## TASKS TO CARRY OUT
A) In the article on Israel's proposed safe zone for the Druze, which group is said to have killed 20 Druze in Northern Syria last week?
B) Extend the article on Israel's proposed safe zone for the Druze, picking up after its final sentence.

## EXCERPT
━━━━━━━━━━━━━━━━━━━━━━━━━━━━━━

Israel, both hesitant to take in masses of refugees and fearful of a genocide at its border, is considering a “safe zone” for Druze people threatened by the violence in Syria.
The Jewish State has reportedly been in contact with the United Nations and the International Red Cross to form a humanitarian zone within the borders of Syria. The Red Cross has refused to comment, but sources in Israel have said it would not ignore a genocide at its border. The government is receiving extra pressure from its own Druze minority, which is pleading and protesting for international assistance.
The Druze are an ethnoreligious group defined by a unique theology that incorporates many disparate elements, such as Christianity, Judaism, Plato’s ideas, and Buddhism. They self-identify themselves as Unitarians.
Islamist extremists have labeled the Druze “heretics” for their unusual beliefs, but they seem to have been safe from harm until recently.
According to the Times of Israel, 20 Druze were murdered in Northern Syria by members of the Nusra Front (Syria’s al-Qaeda branch) last week. Likewise, the terrorist group has sent people to Druze villages to “inform them of the doctrinal pitfalls they have fallen into.”
The massacre has made the safe zone a growing priority for Israel.
An unnamed senior source talked to Walla News about the situation.

━━━━━━━━━━━━━━━━━━━━━━━━━━━━━━

## EXTRACTED RECORDS
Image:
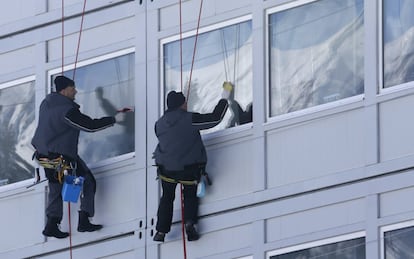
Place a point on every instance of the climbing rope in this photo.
(194, 50)
(188, 97)
(73, 77)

━━━━━━━━━━━━━━━━━━━━━━━━━━━━━━

## EXERCISE RESPONSES
A) Members of the Nusra Front, Syria's al-Qaeda branch.

B)
“There is no intention to absorb Druze refugees into Israel, but as a people that experienced the Holocaust, we have no intention of ignoring the possibility of a mass genocide of the Druze minority.”
Israel’s Druze minority has started protesting to get the government to act. Most Syrian Druze live in the southern province of Sweida, particularly in Jabal al-Druze, or Mount Druze, the heart of group’s former autonomous zone from when the French controlled Syria.
Atta Farhat, the Druze Zionist Council head, wrote to Prime Minister Benjamin Netanyahu, “Non-involvement in Syria will result in a Druze holocaust under our very noses, and who like Israel knows what a holocaust and genocide is.”
Nevertheless, like most political matters in the Middle East, the current situation is not so simple.
The Nusra Front has condemned the attacks on the Druze. They’ve tried to calm fears, explaining that the men responsible for the killings acted against the group’s leadership and would be prosecuted, according to i24News.
The al-Qaeda branch explained that despite the murders, the people in the Syrian village were still safe.
“This village and its people are still safe under our protection and in areas under our control. Everyone who was involved in this incident will be referred to an Islamic court and will be held accountable.”
The Jerusalem Post reported that Israel has maintained secret ties with al-Qaeda’s Nusra Front, allowing the group to take over large swathes of Syria’s southern border and providing medical assistance to wounded coming over the border. In exchange, Syria’s southern minority groups, including the Druze, were protected.
The combined presence of Nusra and the Druze has prevented more hostile groups like Hezbollah from establishing themselves in Israel’s north borderlands.
The massacre has strained the informal relations, and the Druze may have new enemies shortly.
The Assad regime has stopped protecting the group, partially because it’s losing ground on several fronts and has to prioritize its dwindling forces. The other reason is the Druze refused a demand from the capital to send 27,000 young men to replace the fallen in Assad’s army.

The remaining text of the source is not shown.